#### Stated goal
Copy every entry exactly.

Extracted data entries:
--- Start ---
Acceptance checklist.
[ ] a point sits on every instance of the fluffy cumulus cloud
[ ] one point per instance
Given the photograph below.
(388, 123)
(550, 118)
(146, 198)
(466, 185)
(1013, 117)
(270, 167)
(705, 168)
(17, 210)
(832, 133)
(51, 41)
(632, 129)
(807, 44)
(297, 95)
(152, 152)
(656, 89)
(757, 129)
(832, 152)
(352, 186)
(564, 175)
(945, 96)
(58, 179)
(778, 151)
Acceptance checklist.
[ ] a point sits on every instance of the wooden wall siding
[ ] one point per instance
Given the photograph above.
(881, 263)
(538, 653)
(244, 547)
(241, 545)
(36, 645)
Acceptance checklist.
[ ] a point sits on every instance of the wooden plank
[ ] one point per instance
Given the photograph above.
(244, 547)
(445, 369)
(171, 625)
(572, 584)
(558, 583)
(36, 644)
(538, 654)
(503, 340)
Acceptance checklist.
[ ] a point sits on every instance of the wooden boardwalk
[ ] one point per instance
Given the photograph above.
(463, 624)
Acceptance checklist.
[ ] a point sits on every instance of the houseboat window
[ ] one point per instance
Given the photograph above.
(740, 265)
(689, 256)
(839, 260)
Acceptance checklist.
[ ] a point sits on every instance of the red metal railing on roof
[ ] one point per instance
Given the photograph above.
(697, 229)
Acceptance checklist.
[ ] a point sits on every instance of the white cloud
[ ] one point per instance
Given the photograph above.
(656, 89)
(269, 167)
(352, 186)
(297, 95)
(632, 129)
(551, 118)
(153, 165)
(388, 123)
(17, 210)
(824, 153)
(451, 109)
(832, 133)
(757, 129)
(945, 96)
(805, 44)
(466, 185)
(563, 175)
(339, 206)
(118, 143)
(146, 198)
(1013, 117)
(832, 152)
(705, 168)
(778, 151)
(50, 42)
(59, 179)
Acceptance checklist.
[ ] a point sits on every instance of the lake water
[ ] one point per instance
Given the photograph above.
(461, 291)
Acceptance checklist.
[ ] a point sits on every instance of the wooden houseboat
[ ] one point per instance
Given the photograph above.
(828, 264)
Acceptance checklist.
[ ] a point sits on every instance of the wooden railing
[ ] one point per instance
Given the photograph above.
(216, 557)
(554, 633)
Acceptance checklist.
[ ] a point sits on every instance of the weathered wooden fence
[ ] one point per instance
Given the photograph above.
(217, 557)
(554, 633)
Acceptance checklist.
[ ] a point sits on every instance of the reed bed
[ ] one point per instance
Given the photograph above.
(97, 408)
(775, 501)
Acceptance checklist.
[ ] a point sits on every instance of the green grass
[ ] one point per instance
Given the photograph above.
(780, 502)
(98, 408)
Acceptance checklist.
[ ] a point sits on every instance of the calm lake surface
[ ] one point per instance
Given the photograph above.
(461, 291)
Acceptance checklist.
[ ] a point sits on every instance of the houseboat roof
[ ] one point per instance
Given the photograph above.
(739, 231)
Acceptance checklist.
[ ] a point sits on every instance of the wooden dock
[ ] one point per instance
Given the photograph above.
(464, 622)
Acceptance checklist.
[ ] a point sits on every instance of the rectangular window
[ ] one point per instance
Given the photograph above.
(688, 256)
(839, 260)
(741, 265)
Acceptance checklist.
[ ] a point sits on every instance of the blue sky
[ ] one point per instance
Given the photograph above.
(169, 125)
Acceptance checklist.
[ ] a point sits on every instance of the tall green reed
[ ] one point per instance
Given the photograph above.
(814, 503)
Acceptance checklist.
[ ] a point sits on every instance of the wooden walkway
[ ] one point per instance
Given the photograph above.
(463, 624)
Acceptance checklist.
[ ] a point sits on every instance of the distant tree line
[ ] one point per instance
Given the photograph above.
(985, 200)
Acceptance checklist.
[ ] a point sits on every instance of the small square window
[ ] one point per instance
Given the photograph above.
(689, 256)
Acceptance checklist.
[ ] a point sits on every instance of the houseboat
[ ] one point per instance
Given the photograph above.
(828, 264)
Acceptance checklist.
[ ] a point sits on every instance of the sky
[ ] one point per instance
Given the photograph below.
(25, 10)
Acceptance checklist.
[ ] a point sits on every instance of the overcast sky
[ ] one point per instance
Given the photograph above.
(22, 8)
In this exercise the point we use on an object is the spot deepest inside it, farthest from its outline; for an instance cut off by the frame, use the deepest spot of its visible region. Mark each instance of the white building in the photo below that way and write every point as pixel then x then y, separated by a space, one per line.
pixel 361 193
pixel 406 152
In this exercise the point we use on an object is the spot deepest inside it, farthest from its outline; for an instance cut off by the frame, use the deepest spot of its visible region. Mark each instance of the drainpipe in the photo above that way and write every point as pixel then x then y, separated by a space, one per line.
--- End ---
#### Exercise solution
Acceptance checklist.
[ ] a point sits on every instance of the fluffy cumulus cloud
[ ] one point per instance
Given the photograph below.
(388, 123)
(550, 118)
(146, 198)
(466, 185)
(1013, 117)
(270, 167)
(705, 168)
(17, 210)
(832, 133)
(51, 41)
(632, 129)
(807, 44)
(297, 95)
(152, 152)
(656, 89)
(757, 129)
(832, 152)
(352, 186)
(564, 175)
(945, 96)
(58, 179)
(778, 151)
Acceptance checklist.
[ ] a point sits on every instance of the wooden wall siding
[ ] one point per instance
Given the photograph above.
(881, 263)
(538, 653)
(244, 547)
(241, 545)
(36, 645)
Acceptance checklist.
[ ] a point sits on every instance of the wooden plank
[ ] one point per instance
Given the photograph above.
(244, 547)
(445, 369)
(171, 625)
(572, 584)
(558, 583)
(36, 644)
(538, 654)
(503, 340)
Acceptance checklist.
[ ] a point sits on every instance of the wooden boardwalk
[ ] one point per instance
Given the photograph above.
(463, 624)
Acceptance checklist.
[ ] a point sits on every instance of the houseboat window
[ ] one point per instance
Given the photograph above.
(740, 265)
(689, 256)
(839, 260)
Acceptance checklist.
[ ] a point sits on every instance of the red metal railing on roof
[ ] one point per instance
Given the photograph above.
(697, 229)
Acceptance checklist.
[ ] a point sits on every instance of the white cloud
[ ] one point per instance
Given the photograph above.
(656, 89)
(269, 167)
(352, 186)
(297, 95)
(632, 129)
(551, 118)
(153, 165)
(388, 123)
(17, 210)
(824, 153)
(451, 109)
(832, 133)
(757, 129)
(945, 96)
(805, 44)
(466, 185)
(563, 175)
(339, 206)
(118, 143)
(146, 198)
(1013, 117)
(832, 152)
(705, 168)
(778, 151)
(50, 42)
(59, 179)
Acceptance checklist.
[ ] a point sits on every instance of the lake water
[ ] one point per instance
Given the photograph above.
(461, 291)
Acceptance checklist.
[ ] a point sits on every instance of the wooden houseboat
[ ] one point per instance
Given the photograph above.
(828, 264)
Acceptance checklist.
[ ] a point sits on every instance of the wooden railing
[ ] one point per instance
Given the photograph above.
(216, 557)
(554, 633)
Acceptance checklist.
[ ] a point sits on every instance of the weathered wooden fence
[ ] one point per instance
Given the photograph above.
(217, 557)
(554, 633)
Acceptance checklist.
[ ] a point sits on every instance of the reed bed
[ ] one point per instance
Given the photograph above.
(97, 408)
(775, 501)
Acceptance checklist.
[ ] a point sits on every instance of the green grass
[ ] one point per instance
Given the photograph above.
(780, 502)
(98, 408)
Acceptance checklist.
[ ] a point sits on every instance of the calm lake surface
[ ] one point per instance
Given the photograph above.
(461, 291)
Acceptance checklist.
[ ] a point sits on every instance of the houseboat roof
[ ] one point per instance
Given the photograph above.
(739, 231)
Acceptance checklist.
[ ] a point sits on every instance of the wooden dock
[ ] one point per instance
Given the photograph above.
(464, 622)
Acceptance checklist.
[ ] a point sits on every instance of the rectangular window
[ ] one point per instance
Given the photograph above.
(688, 256)
(839, 260)
(741, 265)
Acceptance checklist.
[ ] a point sits on every instance of the blue sky
[ ] one point per instance
Given the photograph above.
(169, 125)
Acceptance checklist.
[ ] a point sits on every instance of the tall green reed
[ ] one point per instance
Given the photograph above.
(814, 503)
Acceptance checklist.
[ ] a point sits on every instance of the wooden walkway
[ ] one point per instance
Given the photograph above.
(463, 624)
Acceptance checklist.
[ ] a point sits on every instance of the distant tree line
[ ] one point per instance
Given the photograph above.
(985, 200)
Acceptance checklist.
[ ] a point sits on every instance of the small square window
[ ] one point per instance
Given the photograph above.
(689, 256)
Acceptance checklist.
[ ] a point sits on every instance of the houseboat
[ ] one point per instance
Given the photograph above.
(828, 264)
Acceptance checklist.
[ ] a point sits on every instance of the sky
[ ] one point per instance
Given the photograph below.
(25, 10)
Acceptance checklist.
[ ] a point sits on every instance of the overcast sky
[ ] one point per instance
Given the photograph above.
(22, 8)
In this exercise the point we use on an object is the spot deepest inside it, farthest from its outline; for an instance cut off by the frame, use the deepest spot of its visible region. Mark each instance of the white building in the photo below that way and write every point as pixel then x then y, separated by a space, one per line.
pixel 361 193
pixel 406 152
In this exercise the point we use on an object is the spot deepest inside it, farthest from its outline; for an instance cut off by the frame, use the deepest spot of its visible region. Mark each instance of the drainpipe in the photo above that way and write every point as pixel then x then y, separated by a space, one per line.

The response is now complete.